▶ **Excerto**:
******************************

Esta guerra, no perímetro Europeu, colocou de forma clara as condicionantes e estrangulamentos que existem no abastecimento alimentar na União Europeia e em particular no nosso país.

Portugal, sem opções de abastecimento no espaço Europeu, terá de recorrer a mercados terceiros, normalmente não utilizados devido aos custos de transporte e às limitações colocadas nas importações aos Organismos Geneticamente Modificados (OGM) ou Limites Máximo de Resíduos (LMR).

O resultado de todas estas dificuldades acrescidas na produção e transformação traduz-se, naturalmente, na diminuição da oferta e no aumento significativo de custos e que, sem políticas públicas que os mitiguem, serão imputados aos consumidores. Um contexto global frágil, onde se espera uma distribuição solidária, colaborante e consciente da débil situação que a produção alimentar está a atravessar.

Perante tudo isto urge a adoção de medidas políticas no cenário interno e, sobretudo, ao nível da União Europeia.

O Governo da República tem possibilidade de utilizar diversos instrumentos que lhe permitem atenuar os custos aos produtores, em especial na comparticipação sobre aquisição dos fatores de produção, mais particularmente na eletricidade e gasóleo. É imperativo a criação de uma linha de subvenções a todo o setor da produção alimentar para aquisição de fatores de produção, à luz do que já anteriormente tinha sido instituído, em 2012, para os ruminantes.

Por outro lado, ao nível Europeu, a Comissão pode, e deve, agilizar a aquisição conjunta (conforme aconteceu com as vacinas COVID 19) de cereais e fertilizantes, garantindo dessa forma que nenhum Estado-Membro fica para trás e que o mercado destes produtos não evolui de uma forma especulativa, colocando em dificuldades quem tem menor poder de compra. É, também, inevitável, uma política europeia, excecional, de financiamento ao setor alimentar que permita apoios claros para a operação dos produtores.

A complexa situação com que a Europa se depara nos dias de hoje, situação única ao fim de muitas décadas, deve ser fator suficiente para recentrar a sua atenção na segurança e soberania alimentar. Manter o foco inflexível nas estratégias verdes, nomeadamente no “Fit 55” ou o “Farm to Fork”, é fechar os olhos à debilidade da situação de muitos Estados-Membros. A manutenção do quadro de aplicação destes mecanismos, sem que sejam revistos, na emaranhada situação que a UE se encontra, só trará mais assimetrias entre povos e discrepâncias entre classes sociais.

Sem ações concretas, que se traduzam objetivamente na manutenção da qualidade de vida que hoje os países da União Europeia apresentam, corremos o risco de assistirmos a projetos políticos nacionais e europeus que, quando mais se exigia envergarem pela defesa dos valores da solidariedade interna, arriscam-se a deixar as suas populações ficar para trás.

******************************

▶ **Linhas fornecidas**:

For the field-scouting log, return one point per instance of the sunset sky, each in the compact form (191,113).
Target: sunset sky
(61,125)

******************************

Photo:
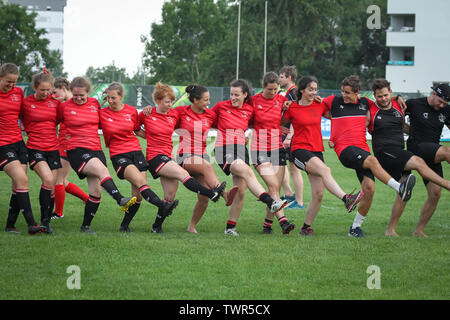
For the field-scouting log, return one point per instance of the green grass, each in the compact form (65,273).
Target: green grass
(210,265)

******************************

▶ **Tarefa 1**:
Segundo o excerto, que qualidades se esperam da distribuição num contexto global frágil? Indique todas.
▶ **Tarefa 2**:
Diga se cada afirmação concorda com o excerto, respondendo sim ou não e citando as palavras decisivas do texto:
(a) Portugal dispõe de opções de abastecimento no espaço europeu.
(b) Já em 2012 tinha sido instituído um apoio para os ruminantes.
(c) O excerto defende que se mantenha inalterado o foco nas estratégias verdes.
▶ **Tarefa 3**:
Transcreva do excerto o trecho que começa em "Perante tudo isto" e termina em "para os ruminantes.".

▶ **Resposta 1**:
- solidária
- colaborante
- consciente da débil situação que a produção alimentar está a atravessar

▶ **Resposta 2**:
(a) Não: "Portugal, sem opções de abastecimento no espaço Europeu, terá de recorrer a mercados terceiros"
(b) Sim: "à luz do que já anteriormente tinha sido instituído, em 2012, para os ruminantes"
(c) Não: "Manter o foco inflexível nas estratégias verdes, nomeadamente no “Fit 55” ou o “Farm to Fork”, é fechar os olhos à debilidade da situação de muitos Estados-Membros."

▶ **Resposta 3**:
Perante tudo isto urge a adoção de medidas políticas no cenário interno e, sobretudo, ao nível da União Europeia.

O Governo da República tem possibilidade de utilizar diversos instrumentos que lhe permitem atenuar os custos aos produtores, em especial na comparticipação sobre aquisição dos fatores de produção, mais particularmente na eletricidade e gasóleo. É imperativo a criação de uma linha de subvenções a todo o setor da produção alimentar para aquisição de fatores de produção, à luz do que já anteriormente tinha sido instituído, em 2012, para os ruminantes.